- **EXERCISE DESCRIPTION**
The response should contain only those lines of the entries below that include the string "snow".

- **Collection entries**
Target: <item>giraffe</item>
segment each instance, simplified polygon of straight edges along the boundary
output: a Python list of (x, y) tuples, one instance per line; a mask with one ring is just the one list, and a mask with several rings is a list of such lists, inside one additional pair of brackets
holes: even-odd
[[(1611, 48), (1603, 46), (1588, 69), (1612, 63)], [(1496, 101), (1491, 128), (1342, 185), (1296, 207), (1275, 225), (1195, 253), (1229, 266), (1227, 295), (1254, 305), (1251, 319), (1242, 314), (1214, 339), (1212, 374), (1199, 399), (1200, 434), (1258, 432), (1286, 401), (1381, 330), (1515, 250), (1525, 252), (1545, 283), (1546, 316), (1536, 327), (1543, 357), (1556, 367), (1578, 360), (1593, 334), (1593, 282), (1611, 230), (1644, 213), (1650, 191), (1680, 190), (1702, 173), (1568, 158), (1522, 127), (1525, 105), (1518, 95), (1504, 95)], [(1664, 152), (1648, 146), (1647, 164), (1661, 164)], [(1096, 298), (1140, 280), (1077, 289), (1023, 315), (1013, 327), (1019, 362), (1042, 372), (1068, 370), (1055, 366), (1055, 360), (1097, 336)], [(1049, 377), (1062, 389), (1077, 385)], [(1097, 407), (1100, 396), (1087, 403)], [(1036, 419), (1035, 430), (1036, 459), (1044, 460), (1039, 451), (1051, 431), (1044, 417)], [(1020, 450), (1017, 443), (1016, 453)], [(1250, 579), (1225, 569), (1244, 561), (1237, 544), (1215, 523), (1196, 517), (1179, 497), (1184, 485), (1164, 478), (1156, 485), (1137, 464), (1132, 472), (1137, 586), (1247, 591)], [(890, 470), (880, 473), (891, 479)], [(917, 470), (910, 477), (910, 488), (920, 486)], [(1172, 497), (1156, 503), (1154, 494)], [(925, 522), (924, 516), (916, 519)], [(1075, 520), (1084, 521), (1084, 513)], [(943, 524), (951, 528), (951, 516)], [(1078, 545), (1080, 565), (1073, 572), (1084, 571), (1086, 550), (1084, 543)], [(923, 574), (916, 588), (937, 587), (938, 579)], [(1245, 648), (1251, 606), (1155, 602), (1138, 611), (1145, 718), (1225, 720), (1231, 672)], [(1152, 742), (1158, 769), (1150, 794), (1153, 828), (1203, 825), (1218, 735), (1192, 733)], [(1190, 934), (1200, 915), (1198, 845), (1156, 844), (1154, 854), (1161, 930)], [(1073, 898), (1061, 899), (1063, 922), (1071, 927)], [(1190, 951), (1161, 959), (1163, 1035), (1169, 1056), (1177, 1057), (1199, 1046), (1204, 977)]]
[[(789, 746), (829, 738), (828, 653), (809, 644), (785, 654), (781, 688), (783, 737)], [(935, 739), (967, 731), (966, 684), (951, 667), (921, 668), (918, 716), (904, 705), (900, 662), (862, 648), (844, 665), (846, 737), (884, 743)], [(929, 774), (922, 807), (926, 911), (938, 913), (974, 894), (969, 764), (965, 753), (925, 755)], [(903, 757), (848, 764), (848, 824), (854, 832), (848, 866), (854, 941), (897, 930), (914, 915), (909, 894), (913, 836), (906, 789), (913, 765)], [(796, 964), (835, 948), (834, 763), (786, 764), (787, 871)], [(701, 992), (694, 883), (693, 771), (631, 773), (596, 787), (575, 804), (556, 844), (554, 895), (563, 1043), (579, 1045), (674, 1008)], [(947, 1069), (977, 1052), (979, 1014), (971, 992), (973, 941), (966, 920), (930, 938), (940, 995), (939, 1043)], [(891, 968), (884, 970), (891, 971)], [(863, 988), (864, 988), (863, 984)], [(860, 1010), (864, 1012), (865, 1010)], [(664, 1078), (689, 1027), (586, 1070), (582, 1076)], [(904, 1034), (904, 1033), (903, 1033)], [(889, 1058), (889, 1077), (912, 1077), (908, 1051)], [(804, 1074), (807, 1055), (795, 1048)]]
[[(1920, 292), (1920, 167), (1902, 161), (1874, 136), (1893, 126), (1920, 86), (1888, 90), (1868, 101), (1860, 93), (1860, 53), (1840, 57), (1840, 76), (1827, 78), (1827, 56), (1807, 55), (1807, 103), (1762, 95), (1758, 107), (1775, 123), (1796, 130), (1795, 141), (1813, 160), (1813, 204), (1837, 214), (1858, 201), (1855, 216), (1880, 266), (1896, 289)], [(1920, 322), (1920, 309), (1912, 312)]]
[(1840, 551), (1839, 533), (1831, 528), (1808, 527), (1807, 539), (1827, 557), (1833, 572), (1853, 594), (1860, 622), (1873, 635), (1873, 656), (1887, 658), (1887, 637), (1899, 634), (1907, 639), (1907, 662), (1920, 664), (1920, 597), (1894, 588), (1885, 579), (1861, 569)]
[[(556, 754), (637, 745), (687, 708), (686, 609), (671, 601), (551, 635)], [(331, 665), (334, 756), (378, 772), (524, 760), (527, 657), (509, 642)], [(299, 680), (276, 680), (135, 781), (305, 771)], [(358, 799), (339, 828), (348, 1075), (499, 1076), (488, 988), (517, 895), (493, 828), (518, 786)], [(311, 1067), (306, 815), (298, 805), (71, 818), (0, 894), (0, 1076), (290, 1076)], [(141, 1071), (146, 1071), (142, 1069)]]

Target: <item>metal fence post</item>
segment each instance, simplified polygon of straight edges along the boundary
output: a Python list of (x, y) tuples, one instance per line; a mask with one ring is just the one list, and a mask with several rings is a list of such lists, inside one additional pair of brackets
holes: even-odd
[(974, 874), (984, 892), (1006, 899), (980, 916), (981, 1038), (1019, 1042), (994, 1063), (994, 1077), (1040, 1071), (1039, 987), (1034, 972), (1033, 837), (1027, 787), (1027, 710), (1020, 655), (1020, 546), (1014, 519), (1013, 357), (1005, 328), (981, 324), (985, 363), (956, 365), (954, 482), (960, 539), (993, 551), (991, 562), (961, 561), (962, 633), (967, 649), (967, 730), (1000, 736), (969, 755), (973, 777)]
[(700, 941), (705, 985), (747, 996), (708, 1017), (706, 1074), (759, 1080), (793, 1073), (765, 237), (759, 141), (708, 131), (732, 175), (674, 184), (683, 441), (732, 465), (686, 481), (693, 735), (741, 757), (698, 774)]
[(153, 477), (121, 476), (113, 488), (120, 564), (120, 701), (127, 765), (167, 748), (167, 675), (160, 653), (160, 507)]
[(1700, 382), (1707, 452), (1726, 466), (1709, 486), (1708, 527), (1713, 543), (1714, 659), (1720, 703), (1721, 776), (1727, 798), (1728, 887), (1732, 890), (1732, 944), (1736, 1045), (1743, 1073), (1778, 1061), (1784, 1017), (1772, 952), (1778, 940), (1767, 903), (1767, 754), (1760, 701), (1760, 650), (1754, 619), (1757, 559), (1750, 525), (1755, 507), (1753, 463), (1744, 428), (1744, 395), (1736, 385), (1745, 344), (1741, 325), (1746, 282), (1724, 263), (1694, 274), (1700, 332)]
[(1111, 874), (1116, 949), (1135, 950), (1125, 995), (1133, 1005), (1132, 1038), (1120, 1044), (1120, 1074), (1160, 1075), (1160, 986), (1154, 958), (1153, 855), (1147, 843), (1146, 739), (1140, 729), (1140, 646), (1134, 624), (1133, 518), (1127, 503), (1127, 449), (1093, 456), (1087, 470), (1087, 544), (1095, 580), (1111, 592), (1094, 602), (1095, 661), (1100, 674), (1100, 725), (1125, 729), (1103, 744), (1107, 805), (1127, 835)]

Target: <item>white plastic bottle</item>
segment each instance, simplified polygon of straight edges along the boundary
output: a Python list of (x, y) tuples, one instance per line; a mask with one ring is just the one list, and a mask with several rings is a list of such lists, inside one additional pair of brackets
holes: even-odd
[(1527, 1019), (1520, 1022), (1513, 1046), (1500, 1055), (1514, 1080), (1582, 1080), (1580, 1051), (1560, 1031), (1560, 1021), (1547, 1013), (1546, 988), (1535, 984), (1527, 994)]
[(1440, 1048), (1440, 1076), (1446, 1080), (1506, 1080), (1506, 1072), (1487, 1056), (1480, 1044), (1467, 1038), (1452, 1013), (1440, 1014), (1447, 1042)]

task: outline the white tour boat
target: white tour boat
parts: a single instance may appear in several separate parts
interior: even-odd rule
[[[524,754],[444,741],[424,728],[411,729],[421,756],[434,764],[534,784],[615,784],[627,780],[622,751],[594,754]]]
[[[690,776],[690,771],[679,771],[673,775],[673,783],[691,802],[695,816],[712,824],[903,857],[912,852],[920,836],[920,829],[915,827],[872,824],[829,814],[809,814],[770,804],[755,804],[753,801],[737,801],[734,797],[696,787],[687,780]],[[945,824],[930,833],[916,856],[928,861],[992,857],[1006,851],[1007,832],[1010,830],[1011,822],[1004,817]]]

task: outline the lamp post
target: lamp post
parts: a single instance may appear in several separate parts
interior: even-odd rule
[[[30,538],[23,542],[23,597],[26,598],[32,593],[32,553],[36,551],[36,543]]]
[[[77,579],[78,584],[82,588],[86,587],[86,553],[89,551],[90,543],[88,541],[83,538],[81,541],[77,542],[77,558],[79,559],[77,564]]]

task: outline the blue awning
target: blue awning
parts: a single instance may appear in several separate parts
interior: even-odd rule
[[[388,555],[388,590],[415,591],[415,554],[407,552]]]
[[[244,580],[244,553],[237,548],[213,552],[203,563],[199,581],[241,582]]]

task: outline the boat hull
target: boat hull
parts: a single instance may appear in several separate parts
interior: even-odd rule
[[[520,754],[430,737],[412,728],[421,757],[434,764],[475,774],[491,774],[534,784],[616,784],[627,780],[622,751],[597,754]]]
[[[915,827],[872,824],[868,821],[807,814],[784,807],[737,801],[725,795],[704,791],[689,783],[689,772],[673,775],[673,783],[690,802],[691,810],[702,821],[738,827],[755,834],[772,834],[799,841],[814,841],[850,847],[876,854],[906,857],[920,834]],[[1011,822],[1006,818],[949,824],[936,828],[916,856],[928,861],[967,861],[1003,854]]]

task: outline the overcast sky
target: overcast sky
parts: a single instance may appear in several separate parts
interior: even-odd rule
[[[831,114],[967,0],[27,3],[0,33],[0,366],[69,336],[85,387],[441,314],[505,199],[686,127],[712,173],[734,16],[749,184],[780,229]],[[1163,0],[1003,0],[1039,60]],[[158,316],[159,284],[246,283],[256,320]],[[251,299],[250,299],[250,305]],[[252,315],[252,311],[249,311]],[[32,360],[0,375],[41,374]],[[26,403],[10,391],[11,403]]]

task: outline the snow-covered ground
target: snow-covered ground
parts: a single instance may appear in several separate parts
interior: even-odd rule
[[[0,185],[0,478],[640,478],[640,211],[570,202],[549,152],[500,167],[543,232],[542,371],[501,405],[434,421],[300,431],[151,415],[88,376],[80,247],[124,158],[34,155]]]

- **OUTPUT FOR THIS EXERCISE**
task: outline the snow-covered ground
target: snow-covered ground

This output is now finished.